- _Set task_:
Locate each line of the records containing the word "baseboard" and copy those lines out in full.

- _Working data_:
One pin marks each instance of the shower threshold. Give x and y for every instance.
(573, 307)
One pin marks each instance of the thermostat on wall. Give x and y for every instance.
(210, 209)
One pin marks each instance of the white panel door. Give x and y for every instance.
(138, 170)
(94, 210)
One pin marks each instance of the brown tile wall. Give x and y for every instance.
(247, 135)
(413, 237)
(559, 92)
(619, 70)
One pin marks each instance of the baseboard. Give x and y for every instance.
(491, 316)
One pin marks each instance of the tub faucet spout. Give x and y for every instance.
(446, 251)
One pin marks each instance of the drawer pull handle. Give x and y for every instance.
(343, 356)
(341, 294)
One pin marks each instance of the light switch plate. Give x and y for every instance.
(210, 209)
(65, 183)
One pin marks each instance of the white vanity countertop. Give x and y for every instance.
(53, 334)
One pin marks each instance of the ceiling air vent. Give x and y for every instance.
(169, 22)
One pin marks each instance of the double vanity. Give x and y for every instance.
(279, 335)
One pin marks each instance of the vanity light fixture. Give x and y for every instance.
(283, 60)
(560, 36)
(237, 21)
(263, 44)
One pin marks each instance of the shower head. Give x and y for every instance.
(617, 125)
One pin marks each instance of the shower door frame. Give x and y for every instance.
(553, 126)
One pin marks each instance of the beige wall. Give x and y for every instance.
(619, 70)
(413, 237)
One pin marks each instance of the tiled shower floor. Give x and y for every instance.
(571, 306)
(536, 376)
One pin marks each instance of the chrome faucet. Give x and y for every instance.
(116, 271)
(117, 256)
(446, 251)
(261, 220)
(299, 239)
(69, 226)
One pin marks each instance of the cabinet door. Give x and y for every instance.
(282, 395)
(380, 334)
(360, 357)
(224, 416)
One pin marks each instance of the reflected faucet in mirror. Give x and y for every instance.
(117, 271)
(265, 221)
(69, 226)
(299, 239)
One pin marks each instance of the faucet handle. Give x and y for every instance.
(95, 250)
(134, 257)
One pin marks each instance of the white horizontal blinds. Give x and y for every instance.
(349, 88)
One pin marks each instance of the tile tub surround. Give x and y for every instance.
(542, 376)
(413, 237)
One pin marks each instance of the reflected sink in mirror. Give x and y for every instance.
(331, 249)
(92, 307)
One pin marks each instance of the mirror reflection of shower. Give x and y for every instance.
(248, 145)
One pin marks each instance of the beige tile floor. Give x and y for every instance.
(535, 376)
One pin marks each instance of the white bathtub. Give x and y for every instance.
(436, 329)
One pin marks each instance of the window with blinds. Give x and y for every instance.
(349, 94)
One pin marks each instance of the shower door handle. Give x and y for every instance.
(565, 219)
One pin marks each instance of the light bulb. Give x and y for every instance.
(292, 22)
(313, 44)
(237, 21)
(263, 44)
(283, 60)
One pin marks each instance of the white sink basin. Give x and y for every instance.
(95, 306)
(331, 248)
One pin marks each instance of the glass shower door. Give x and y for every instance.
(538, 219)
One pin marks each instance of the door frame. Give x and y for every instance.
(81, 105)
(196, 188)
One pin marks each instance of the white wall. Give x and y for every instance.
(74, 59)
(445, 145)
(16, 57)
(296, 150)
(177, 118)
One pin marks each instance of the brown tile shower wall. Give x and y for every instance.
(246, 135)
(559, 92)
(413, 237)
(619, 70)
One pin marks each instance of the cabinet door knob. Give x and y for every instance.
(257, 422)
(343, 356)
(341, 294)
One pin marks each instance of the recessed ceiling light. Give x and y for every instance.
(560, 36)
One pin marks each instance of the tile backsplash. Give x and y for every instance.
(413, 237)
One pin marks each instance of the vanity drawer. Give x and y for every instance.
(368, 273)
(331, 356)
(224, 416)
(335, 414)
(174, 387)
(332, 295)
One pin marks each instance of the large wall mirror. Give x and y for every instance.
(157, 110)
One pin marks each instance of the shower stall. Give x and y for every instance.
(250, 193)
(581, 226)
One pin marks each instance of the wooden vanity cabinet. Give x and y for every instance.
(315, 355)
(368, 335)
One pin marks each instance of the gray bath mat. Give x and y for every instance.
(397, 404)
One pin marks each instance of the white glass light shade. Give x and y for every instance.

* * *

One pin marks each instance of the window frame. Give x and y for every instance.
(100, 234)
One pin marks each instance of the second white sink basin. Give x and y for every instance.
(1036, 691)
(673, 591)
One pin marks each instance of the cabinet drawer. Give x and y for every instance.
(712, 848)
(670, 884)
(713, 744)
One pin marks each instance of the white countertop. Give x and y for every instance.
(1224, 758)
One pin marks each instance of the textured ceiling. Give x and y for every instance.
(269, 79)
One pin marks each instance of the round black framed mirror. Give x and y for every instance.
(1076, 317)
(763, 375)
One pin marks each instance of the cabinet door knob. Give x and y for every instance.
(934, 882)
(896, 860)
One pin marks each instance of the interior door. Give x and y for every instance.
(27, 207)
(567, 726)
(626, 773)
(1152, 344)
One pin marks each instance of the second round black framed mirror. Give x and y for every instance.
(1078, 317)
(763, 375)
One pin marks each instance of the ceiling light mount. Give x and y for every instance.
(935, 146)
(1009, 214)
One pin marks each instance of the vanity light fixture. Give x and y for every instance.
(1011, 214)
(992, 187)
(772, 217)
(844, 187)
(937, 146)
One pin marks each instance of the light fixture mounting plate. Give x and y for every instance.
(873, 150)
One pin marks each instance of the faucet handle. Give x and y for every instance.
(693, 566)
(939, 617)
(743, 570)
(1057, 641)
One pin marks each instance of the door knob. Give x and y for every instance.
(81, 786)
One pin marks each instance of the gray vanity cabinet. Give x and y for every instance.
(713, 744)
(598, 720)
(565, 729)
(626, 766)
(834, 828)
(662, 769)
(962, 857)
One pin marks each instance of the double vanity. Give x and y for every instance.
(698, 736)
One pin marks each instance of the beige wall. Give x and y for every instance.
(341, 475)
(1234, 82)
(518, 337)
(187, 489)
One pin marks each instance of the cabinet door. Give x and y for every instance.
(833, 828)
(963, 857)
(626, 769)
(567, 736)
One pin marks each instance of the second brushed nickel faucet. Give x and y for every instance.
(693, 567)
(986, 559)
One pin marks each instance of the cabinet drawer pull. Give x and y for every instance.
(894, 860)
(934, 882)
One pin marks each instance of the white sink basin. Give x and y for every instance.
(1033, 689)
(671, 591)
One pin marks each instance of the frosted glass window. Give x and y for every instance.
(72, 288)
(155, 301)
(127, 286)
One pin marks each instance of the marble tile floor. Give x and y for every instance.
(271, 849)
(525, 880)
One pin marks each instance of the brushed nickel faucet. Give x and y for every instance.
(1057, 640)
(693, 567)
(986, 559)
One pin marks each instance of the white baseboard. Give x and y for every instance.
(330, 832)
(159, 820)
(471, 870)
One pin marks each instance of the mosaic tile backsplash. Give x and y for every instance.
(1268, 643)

- _Expected output_:
One pin marks each instance of the baseboard. Give x and y for every instance.
One pin marks each instance of the white baseboard. Give x and y for every instance.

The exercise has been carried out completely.